* [TASK]:
Count the lines of the material below: how many contain the string "roof"? Reply with the number alone.

--- RECORDS TO USE ---

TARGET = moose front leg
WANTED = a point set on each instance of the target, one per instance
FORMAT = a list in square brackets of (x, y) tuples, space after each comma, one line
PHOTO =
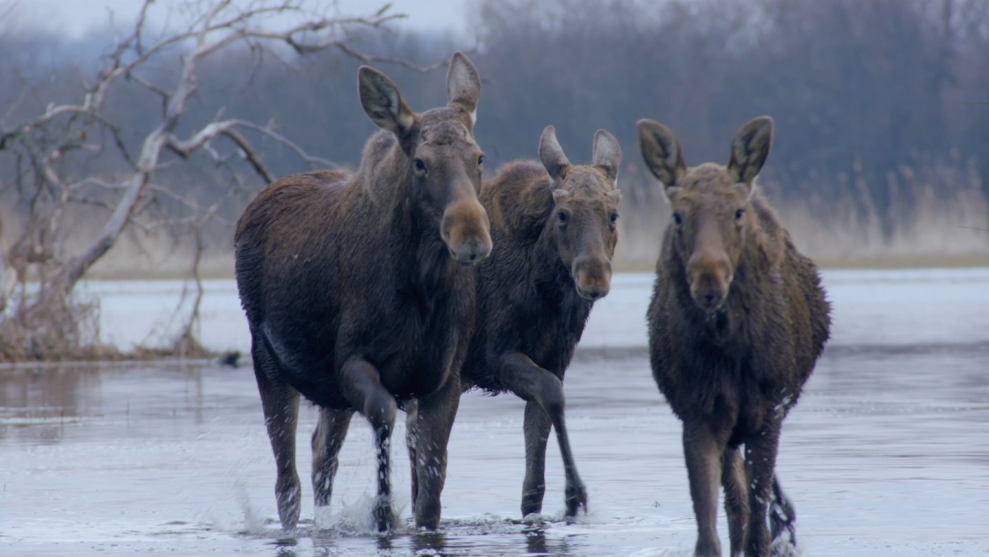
[(536, 427), (760, 462), (361, 385), (702, 449), (530, 382), (436, 413)]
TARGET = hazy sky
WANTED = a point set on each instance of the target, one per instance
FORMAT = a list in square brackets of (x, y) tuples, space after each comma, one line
[(74, 18)]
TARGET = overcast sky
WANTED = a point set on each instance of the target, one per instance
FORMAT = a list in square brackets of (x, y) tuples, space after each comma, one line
[(72, 19)]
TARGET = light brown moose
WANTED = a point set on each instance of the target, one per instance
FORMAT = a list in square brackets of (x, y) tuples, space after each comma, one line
[(737, 320)]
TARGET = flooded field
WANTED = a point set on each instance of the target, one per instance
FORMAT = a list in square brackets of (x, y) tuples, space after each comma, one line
[(886, 454)]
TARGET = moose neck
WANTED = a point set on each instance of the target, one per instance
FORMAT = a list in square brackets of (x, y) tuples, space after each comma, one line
[(552, 273)]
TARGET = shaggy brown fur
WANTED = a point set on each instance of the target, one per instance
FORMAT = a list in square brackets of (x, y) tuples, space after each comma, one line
[(357, 292), (554, 236), (737, 320)]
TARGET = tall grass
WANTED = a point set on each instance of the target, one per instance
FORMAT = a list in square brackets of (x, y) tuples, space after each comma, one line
[(934, 214)]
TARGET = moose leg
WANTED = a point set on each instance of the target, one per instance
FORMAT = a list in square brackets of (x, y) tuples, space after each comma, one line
[(411, 435), (528, 381), (436, 413), (537, 426), (702, 450), (736, 498), (280, 403), (362, 387), (760, 460), (330, 432), (782, 515)]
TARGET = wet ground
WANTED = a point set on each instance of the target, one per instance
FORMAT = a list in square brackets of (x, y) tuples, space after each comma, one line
[(886, 454)]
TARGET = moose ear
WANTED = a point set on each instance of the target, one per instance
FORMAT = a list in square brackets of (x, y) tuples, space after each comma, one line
[(662, 153), (607, 154), (463, 85), (750, 149), (382, 101), (551, 155)]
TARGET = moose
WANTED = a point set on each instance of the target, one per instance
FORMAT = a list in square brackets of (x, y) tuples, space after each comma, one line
[(359, 290), (554, 232), (737, 321)]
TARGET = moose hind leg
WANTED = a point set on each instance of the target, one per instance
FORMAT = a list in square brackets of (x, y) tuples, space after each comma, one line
[(280, 403), (537, 426), (528, 381), (331, 430), (411, 437), (736, 498), (362, 387), (782, 516)]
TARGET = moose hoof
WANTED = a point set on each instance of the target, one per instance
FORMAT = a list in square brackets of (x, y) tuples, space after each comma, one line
[(288, 493), (384, 518), (576, 498)]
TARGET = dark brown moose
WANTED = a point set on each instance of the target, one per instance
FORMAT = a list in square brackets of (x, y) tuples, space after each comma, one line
[(359, 294), (737, 320), (554, 231)]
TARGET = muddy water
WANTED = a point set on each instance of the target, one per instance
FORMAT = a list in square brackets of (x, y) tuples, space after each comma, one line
[(886, 454)]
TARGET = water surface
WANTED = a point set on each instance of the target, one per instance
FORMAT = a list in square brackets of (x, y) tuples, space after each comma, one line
[(887, 452)]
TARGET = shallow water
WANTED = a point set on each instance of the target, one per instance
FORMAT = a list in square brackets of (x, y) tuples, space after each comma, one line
[(886, 454)]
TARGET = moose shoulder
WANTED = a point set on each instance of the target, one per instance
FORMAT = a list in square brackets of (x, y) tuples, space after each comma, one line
[(358, 290), (737, 321)]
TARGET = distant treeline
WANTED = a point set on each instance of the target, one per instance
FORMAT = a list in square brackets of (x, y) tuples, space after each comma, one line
[(859, 90)]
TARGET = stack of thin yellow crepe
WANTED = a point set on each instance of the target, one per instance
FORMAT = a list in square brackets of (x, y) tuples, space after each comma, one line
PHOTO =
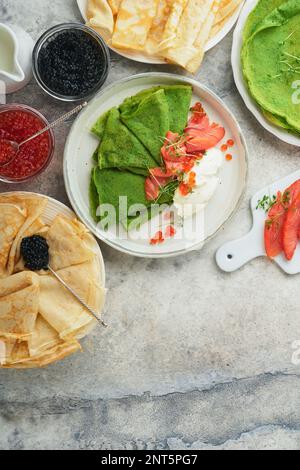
[(174, 30), (40, 321)]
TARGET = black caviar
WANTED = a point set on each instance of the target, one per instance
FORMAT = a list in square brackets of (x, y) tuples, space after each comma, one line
[(35, 253), (71, 63)]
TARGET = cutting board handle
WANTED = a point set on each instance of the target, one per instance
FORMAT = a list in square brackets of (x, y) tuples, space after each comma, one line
[(235, 254)]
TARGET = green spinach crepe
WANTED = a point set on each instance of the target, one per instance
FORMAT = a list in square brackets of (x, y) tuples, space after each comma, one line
[(131, 138), (262, 9), (271, 60), (150, 122), (119, 148), (178, 98), (108, 185)]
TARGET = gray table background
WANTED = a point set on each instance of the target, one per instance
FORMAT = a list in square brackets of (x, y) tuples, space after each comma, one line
[(194, 358)]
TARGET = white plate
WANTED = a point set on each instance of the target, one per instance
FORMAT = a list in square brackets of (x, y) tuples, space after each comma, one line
[(138, 57), (55, 208), (81, 144), (241, 85)]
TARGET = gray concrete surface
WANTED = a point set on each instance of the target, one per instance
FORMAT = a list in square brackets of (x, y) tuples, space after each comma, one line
[(194, 358)]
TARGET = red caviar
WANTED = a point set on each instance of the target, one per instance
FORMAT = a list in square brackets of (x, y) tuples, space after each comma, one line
[(158, 238), (170, 232), (185, 189), (17, 124)]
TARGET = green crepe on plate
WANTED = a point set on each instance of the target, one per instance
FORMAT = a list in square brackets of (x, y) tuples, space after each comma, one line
[(262, 9), (108, 185), (119, 148), (178, 98), (150, 122), (271, 64)]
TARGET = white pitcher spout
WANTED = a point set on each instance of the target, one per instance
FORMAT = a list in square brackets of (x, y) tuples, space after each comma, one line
[(10, 67)]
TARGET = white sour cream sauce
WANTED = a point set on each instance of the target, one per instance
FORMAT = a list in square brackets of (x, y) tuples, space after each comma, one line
[(207, 180)]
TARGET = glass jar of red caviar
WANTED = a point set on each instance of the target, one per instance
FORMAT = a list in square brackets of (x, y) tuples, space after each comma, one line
[(17, 123)]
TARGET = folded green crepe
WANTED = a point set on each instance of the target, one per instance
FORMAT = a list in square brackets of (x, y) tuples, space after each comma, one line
[(119, 148), (262, 9), (111, 184), (150, 122), (130, 143), (178, 98), (107, 186), (99, 127), (271, 64)]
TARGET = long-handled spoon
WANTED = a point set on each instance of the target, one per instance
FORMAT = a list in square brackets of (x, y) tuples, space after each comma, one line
[(77, 297), (35, 252), (9, 149)]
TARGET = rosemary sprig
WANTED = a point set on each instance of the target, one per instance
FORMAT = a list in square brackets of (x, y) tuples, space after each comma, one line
[(266, 203)]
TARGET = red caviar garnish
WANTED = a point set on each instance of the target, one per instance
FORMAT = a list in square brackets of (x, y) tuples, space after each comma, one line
[(158, 238), (184, 189), (170, 232)]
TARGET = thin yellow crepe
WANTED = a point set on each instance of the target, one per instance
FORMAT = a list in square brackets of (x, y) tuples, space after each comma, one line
[(19, 303), (68, 246), (40, 321), (169, 35), (135, 18), (189, 35), (157, 29), (227, 9), (193, 65), (115, 5), (33, 207), (100, 18), (12, 217), (59, 308)]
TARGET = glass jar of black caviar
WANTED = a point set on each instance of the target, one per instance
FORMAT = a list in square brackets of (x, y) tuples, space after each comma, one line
[(71, 62)]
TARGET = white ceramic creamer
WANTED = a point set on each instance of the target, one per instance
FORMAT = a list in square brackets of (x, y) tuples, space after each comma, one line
[(15, 58)]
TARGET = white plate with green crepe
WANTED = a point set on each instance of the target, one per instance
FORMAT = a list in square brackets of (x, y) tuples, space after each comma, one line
[(78, 163), (251, 104)]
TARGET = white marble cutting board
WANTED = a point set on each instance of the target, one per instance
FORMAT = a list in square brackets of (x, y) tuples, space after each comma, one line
[(235, 254)]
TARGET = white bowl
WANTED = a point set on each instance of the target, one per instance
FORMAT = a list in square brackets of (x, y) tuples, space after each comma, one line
[(81, 144)]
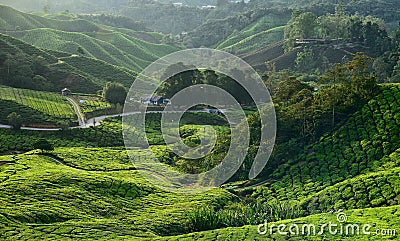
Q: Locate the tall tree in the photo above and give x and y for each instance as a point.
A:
(115, 93)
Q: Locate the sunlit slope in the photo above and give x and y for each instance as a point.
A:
(113, 48)
(13, 20)
(79, 73)
(378, 218)
(365, 144)
(43, 199)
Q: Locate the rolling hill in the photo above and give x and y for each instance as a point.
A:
(92, 40)
(79, 73)
(354, 168)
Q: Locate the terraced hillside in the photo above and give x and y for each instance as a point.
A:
(35, 107)
(366, 143)
(55, 201)
(13, 20)
(78, 73)
(93, 193)
(383, 227)
(103, 43)
(256, 41)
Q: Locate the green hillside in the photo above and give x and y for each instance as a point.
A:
(35, 107)
(378, 218)
(79, 73)
(361, 145)
(59, 202)
(13, 20)
(256, 41)
(261, 25)
(103, 43)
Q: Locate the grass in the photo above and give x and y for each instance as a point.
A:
(35, 107)
(59, 202)
(378, 218)
(256, 41)
(113, 48)
(262, 25)
(13, 20)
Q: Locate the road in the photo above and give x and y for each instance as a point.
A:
(96, 120)
(78, 112)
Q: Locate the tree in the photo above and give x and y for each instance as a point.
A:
(43, 145)
(81, 51)
(114, 93)
(363, 82)
(302, 25)
(15, 120)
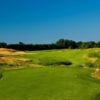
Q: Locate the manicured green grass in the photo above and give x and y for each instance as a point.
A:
(52, 81)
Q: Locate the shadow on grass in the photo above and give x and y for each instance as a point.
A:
(97, 96)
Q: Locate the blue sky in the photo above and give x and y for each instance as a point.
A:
(45, 21)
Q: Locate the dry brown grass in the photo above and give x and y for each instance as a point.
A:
(4, 51)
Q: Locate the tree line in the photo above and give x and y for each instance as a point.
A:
(60, 44)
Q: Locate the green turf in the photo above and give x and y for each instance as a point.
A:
(51, 82)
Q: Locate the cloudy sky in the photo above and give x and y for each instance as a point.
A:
(45, 21)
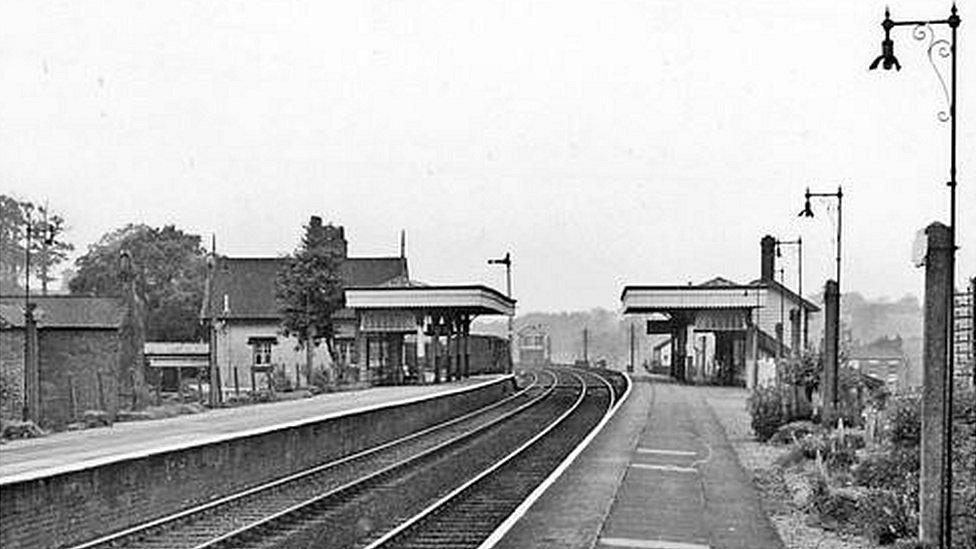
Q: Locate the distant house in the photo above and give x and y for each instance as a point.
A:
(78, 346)
(723, 331)
(171, 362)
(248, 345)
(882, 360)
(533, 345)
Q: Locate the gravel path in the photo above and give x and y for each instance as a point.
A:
(729, 404)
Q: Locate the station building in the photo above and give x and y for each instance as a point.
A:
(392, 330)
(534, 346)
(722, 331)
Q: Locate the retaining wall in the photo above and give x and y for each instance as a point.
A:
(75, 506)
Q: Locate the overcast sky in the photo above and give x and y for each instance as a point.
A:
(602, 143)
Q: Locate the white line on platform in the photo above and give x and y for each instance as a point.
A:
(650, 544)
(671, 468)
(666, 452)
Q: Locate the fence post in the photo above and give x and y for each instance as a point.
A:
(934, 460)
(831, 347)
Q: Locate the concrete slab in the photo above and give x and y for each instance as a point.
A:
(661, 475)
(75, 450)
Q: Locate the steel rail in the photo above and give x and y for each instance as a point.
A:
(506, 525)
(209, 506)
(454, 494)
(267, 521)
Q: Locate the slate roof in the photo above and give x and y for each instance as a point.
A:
(796, 298)
(249, 282)
(64, 311)
(175, 348)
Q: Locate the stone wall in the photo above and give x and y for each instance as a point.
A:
(78, 370)
(12, 373)
(76, 506)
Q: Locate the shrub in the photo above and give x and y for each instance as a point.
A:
(891, 469)
(883, 516)
(834, 508)
(794, 431)
(320, 379)
(765, 405)
(837, 449)
(902, 421)
(21, 429)
(280, 381)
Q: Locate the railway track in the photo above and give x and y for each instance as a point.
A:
(468, 516)
(382, 497)
(200, 525)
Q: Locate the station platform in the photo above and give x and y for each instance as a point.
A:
(660, 475)
(77, 450)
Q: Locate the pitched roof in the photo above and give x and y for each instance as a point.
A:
(65, 311)
(175, 348)
(249, 282)
(793, 296)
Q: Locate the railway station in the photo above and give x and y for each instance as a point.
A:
(722, 331)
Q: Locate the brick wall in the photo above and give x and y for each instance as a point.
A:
(72, 364)
(12, 373)
(73, 507)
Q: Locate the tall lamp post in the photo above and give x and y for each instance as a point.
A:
(47, 234)
(923, 31)
(833, 360)
(507, 262)
(799, 279)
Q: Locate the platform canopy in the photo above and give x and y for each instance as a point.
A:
(668, 299)
(467, 300)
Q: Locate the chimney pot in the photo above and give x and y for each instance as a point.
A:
(768, 258)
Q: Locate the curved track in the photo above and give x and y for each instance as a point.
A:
(200, 525)
(469, 515)
(448, 485)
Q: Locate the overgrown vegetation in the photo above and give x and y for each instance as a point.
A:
(868, 484)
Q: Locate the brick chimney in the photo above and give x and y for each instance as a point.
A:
(768, 260)
(329, 237)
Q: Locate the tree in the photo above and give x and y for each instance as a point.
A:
(12, 225)
(169, 270)
(309, 291)
(47, 249)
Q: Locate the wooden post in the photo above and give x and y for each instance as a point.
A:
(179, 382)
(467, 354)
(434, 343)
(73, 397)
(32, 377)
(101, 391)
(452, 350)
(831, 347)
(630, 367)
(159, 386)
(938, 292)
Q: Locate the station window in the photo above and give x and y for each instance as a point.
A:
(262, 352)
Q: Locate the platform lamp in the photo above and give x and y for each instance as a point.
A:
(507, 262)
(924, 31)
(832, 362)
(799, 279)
(47, 234)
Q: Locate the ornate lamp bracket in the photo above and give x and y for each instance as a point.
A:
(937, 48)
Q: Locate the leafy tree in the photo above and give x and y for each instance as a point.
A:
(47, 249)
(309, 291)
(12, 224)
(169, 267)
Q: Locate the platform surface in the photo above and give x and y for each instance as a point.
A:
(75, 450)
(661, 475)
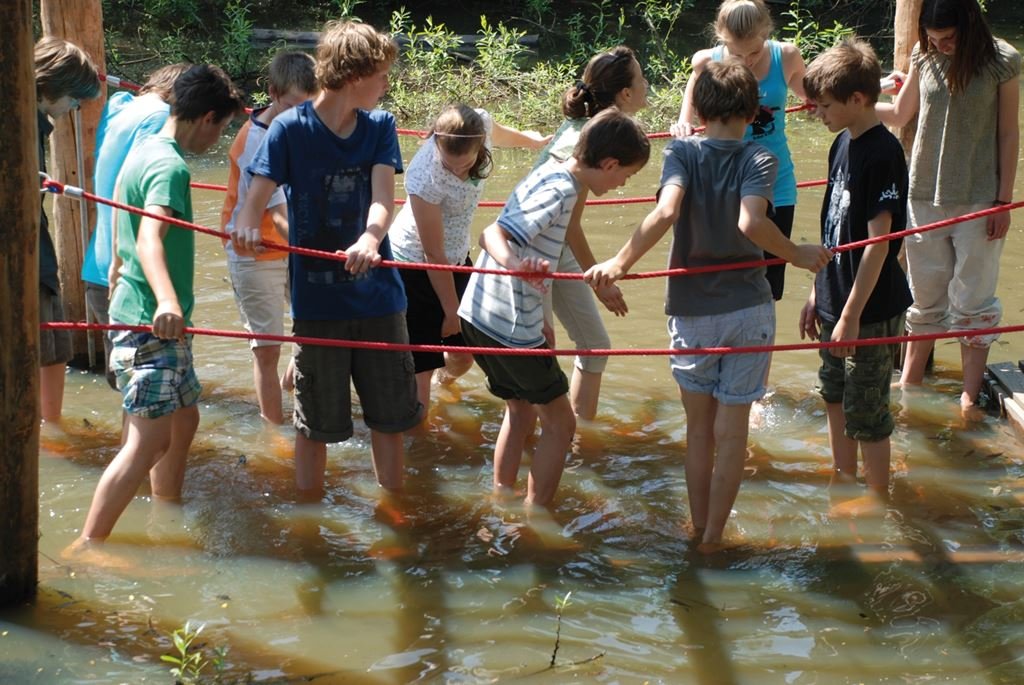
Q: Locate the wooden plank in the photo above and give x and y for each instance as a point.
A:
(82, 24)
(306, 40)
(18, 311)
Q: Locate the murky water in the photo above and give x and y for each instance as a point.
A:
(444, 585)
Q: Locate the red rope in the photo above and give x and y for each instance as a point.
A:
(537, 351)
(118, 82)
(60, 188)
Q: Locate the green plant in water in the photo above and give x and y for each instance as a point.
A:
(189, 661)
(560, 604)
(237, 50)
(804, 31)
(346, 8)
(499, 49)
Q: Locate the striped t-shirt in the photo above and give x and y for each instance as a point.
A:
(507, 308)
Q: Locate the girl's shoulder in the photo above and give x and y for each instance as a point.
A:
(1008, 60)
(788, 50)
(704, 57)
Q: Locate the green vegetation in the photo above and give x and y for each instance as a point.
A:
(189, 660)
(514, 83)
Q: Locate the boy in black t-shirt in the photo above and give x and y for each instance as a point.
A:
(861, 293)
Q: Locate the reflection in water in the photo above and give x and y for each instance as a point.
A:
(445, 584)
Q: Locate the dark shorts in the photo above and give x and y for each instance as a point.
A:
(861, 383)
(98, 299)
(538, 380)
(54, 346)
(324, 376)
(425, 315)
(776, 272)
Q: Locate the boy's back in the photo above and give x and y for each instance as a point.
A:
(329, 198)
(866, 175)
(126, 121)
(508, 308)
(716, 174)
(155, 174)
(247, 143)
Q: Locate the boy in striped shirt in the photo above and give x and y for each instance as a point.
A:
(507, 311)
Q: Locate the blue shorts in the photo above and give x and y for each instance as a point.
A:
(731, 379)
(156, 377)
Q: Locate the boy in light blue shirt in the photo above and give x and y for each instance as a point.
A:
(506, 311)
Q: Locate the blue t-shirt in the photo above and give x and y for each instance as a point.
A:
(770, 132)
(328, 184)
(126, 121)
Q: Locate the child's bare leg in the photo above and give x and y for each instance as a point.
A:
(145, 440)
(423, 390)
(699, 453)
(51, 380)
(557, 427)
(517, 425)
(918, 352)
(877, 458)
(456, 365)
(265, 358)
(288, 378)
(730, 446)
(585, 390)
(973, 360)
(310, 463)
(844, 448)
(388, 453)
(168, 475)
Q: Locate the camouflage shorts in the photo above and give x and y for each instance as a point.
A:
(861, 382)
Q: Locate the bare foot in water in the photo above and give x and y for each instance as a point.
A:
(288, 378)
(970, 410)
(91, 553)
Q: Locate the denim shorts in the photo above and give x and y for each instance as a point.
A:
(156, 377)
(861, 382)
(731, 379)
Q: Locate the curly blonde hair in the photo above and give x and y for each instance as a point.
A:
(350, 50)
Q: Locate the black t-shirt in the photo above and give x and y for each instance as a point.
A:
(866, 176)
(47, 255)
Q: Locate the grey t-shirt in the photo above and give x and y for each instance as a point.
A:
(715, 174)
(954, 160)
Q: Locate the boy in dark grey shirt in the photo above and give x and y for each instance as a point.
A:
(716, 191)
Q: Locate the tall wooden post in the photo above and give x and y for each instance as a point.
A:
(907, 13)
(18, 310)
(80, 22)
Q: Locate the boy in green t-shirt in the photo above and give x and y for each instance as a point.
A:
(152, 282)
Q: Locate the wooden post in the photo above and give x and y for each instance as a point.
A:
(80, 22)
(905, 32)
(18, 310)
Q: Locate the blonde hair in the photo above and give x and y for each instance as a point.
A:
(350, 50)
(742, 19)
(64, 69)
(459, 129)
(162, 81)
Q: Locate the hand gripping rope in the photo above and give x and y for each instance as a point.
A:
(49, 184)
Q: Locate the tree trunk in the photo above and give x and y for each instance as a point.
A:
(18, 310)
(907, 13)
(80, 22)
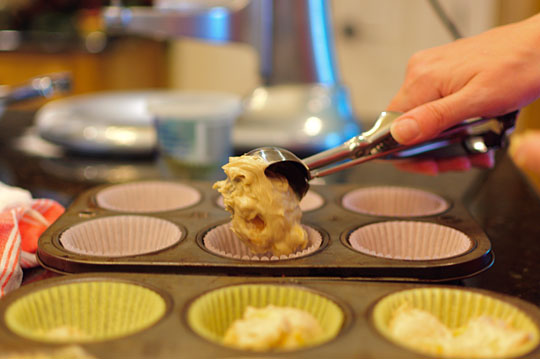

---

* [SOLUTION]:
2